** Start Data supplied **

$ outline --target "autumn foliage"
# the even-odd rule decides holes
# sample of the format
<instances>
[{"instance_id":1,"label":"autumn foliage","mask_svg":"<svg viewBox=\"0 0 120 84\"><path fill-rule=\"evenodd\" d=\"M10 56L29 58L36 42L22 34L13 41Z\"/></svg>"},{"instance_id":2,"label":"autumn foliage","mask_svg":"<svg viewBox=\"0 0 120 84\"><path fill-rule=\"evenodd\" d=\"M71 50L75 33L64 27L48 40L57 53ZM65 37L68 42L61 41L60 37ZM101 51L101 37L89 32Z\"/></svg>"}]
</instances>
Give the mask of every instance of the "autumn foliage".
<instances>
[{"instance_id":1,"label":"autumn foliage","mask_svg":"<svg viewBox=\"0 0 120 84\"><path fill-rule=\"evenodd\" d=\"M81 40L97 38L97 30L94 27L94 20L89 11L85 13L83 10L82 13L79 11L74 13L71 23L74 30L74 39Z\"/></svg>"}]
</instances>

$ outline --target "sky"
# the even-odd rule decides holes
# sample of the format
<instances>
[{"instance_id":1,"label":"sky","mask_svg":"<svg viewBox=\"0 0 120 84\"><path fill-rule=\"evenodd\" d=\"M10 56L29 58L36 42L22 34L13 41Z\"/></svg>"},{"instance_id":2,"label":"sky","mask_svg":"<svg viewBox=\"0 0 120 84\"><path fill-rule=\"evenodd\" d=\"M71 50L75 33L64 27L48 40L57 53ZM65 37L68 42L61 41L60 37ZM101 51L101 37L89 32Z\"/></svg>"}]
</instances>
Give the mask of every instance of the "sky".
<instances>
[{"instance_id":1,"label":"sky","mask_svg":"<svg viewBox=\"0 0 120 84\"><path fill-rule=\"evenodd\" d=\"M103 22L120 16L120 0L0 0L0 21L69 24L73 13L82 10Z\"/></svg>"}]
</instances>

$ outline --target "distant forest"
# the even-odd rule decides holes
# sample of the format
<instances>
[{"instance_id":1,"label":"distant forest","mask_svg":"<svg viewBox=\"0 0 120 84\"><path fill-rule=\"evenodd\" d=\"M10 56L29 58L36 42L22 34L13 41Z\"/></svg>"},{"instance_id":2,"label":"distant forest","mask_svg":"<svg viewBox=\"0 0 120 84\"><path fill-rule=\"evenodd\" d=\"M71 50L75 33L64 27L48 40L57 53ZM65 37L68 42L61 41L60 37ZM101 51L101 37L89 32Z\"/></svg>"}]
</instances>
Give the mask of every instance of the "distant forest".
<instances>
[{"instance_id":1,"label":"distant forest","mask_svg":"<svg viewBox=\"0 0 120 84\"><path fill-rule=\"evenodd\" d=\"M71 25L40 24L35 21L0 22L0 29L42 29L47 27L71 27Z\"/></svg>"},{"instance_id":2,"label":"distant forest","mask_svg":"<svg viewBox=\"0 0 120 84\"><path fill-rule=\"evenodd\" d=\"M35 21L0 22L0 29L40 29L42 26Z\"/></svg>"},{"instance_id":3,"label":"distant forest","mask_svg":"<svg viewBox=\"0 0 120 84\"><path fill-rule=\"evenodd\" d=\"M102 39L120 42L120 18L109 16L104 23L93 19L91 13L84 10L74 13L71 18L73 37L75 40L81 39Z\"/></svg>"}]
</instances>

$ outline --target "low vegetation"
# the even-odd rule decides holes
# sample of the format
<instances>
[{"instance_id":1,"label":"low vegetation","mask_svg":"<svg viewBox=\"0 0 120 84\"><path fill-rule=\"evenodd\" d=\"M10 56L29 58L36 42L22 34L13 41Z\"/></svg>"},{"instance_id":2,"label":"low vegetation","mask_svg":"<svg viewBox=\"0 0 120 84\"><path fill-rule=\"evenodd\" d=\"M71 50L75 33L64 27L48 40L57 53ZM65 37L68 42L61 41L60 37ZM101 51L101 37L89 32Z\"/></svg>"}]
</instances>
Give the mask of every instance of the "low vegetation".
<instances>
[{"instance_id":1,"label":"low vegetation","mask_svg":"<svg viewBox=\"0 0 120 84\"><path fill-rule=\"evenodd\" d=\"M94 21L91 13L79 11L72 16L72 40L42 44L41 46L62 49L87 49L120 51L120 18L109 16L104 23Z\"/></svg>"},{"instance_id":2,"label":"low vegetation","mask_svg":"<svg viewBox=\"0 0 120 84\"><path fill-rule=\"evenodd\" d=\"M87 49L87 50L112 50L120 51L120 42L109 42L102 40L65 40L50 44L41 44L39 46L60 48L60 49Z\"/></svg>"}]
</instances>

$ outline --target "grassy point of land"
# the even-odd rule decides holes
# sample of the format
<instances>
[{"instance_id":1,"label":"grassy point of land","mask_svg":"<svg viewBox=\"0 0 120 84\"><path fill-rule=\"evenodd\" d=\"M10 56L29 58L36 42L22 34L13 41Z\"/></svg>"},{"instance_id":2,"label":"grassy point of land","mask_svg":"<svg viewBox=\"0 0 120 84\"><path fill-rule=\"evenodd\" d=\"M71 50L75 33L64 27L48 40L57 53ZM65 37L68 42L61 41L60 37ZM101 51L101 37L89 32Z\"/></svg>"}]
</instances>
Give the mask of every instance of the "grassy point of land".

** End Data supplied **

### What you will do
Collect every line of the items above that contains the string "target", and list those lines.

### Solution to this exercise
$ outline --target "autumn foliage"
$ outline --target "sky"
$ outline --target "distant forest"
$ outline --target "low vegetation"
$ outline --target "grassy point of land"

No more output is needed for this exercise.